Prompt 1 –
According to the excerpt on Underlay identifiers, which algorithm do the initial versions of the Underlay use to produce these identifiers?
Prompt 2 –
In the excerpt on Underlay identifiers, condense the paragraph beginning "Any scheme for deriving one-to-one identifiers" into a shorter version that keeps its main facts.
Prompt 3 –
Go on with the excerpt on Underlay identifiers, starting after its final sentence.

Page excerpt –
══════════

It’s important for these URIs to be one-to-one: given isomorphic messages in different serializations, nodes should derive identical URIs for the corresponding messages and their graphs, blank nodes, and triples. An identifier scheme that is not one-to-one does not truly identify the dataset as an abstract syntactic construct; it introduces redundancy by identifying a specific serialization.

Any scheme for deriving one-to-one identifiers for graphs is guaranteed to be NP-complete, since it can be used to decide graph isomorphism. Paying for this “up-front” means that identifiers, once they exist, can be used for constant-time equality checks (or “containment” checks of nodes within graphs or graphs within messages). A one-to-many scheme would mean pushing this complexity onto users, where isomorphism would be redundantly re-computed many times in a world where any two identifiers might identify the same thing.

In the initial versions of the Underlay, these identifiers use the URDNA2015 RDF Dataset Normalization algorithm published by the W3C Credentials Community Group. The algorithm produces a normalized N-Quads serialization of an RDF dataset as a UTF-8 string ending in a newline character.

══════════

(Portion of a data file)

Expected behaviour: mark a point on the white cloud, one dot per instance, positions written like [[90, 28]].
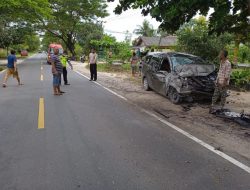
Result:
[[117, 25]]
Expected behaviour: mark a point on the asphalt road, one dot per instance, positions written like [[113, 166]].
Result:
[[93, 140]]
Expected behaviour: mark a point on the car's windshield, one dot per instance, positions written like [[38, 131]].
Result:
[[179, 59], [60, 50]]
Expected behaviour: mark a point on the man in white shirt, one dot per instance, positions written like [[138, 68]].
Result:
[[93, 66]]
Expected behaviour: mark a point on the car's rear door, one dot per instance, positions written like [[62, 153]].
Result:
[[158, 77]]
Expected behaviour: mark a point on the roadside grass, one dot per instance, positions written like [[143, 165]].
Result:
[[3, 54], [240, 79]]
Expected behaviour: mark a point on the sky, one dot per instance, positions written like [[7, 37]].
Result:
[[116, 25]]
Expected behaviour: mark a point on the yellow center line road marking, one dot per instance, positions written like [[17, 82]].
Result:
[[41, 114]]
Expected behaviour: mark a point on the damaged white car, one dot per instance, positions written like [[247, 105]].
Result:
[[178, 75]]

══════════

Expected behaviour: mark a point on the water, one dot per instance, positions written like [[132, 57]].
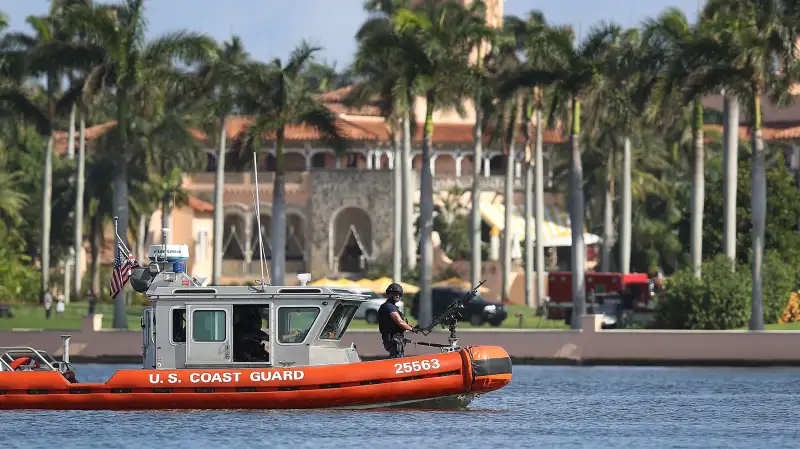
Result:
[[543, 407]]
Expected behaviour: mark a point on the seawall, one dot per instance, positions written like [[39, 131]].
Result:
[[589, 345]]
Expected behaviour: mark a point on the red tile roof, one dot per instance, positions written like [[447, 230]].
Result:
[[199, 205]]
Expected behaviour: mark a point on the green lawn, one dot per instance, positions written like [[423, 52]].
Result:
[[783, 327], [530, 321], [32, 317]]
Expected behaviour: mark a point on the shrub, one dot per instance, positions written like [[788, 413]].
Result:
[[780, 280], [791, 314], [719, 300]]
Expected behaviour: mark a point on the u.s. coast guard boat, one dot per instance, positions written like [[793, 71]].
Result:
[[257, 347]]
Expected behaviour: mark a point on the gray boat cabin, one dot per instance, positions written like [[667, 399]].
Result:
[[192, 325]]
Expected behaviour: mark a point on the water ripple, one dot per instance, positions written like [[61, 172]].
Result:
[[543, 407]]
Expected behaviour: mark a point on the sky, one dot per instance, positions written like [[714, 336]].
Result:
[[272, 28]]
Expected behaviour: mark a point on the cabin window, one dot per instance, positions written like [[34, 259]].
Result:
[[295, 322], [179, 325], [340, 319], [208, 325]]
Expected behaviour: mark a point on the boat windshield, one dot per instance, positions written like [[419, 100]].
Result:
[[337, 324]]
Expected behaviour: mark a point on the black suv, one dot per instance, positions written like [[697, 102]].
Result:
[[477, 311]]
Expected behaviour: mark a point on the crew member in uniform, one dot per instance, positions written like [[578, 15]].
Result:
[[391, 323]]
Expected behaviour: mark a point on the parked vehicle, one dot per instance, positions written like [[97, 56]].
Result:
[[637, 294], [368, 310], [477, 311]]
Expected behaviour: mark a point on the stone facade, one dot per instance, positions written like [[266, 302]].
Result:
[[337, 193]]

══════════

Response 1 –
The URDNA2015 RDF Dataset Normalization algorithm, published by the W3C Credentials Community Group.

Response 2 –
Any scheme that derives one-to-one identifiers for graphs is NP-complete, because it can decide graph isomorphism. Paying this cost up front allows existing identifiers to serve for constant-time equality checks and for checks of whether a node is within a graph or a graph within a message. A one-to-many scheme would shift the cost to users, who would recompute isomorphism many times because any two identifiers might identify the same thing.

Response 3 –
The canonical URI for a message is ul:/ipfs/{CIDv0}, where {CIDv0} is the base-58 CID v1 of the UnixFSv1 file containing its URDNA2015 string. In practice, it just means copying the output of ipfs add and pasting it after ul:/ipfs/.

Nodes are encouraged to pin relevant messages to IPFS. Doing so ensures that other nodes are able to retrieve the full content of a message given only its URI.

Messages have an implied rdf:type of ul:message.

Blank nodes


Messages in the Underlay will invariably contain blank nodes, and nodes may wish to reference them in subsequent messages. Grounding blank nodes has historically been a tricky undertaking, but the canonical blank node labels that the URDNA2015 algorithm generates for each blank node in the dataset during normalization suggest a simple approach using fragment identifiers.

In the Underlay, canonical message URIs with fragment identifiers that label a blank node in the normalize dataset are considered semantically equivalent to the blank node in the dataset with that node label.

Named graphs


Since messages can only contain named graphs with blank graph names, and since the semantics of messages dictate that the graph name denotes the named graph, the same approach to identifying blank nodes can be re-used for identifying named graphs.

Each named graph will be assigned a canonical blank graph name during normalization; canonical message URIs with fragment identifiers that label a blank graph name in the normalized dataset are considered semantically equivalent to the named graph in the dataset with that graph name.

Named graphs have an implied rdf:type of ul:Graph, unless they are explicitly typed to have an rdf:type of ul:Query (in which case they are not of type ul:Graph). More types beyond ul:Query may be added in the future.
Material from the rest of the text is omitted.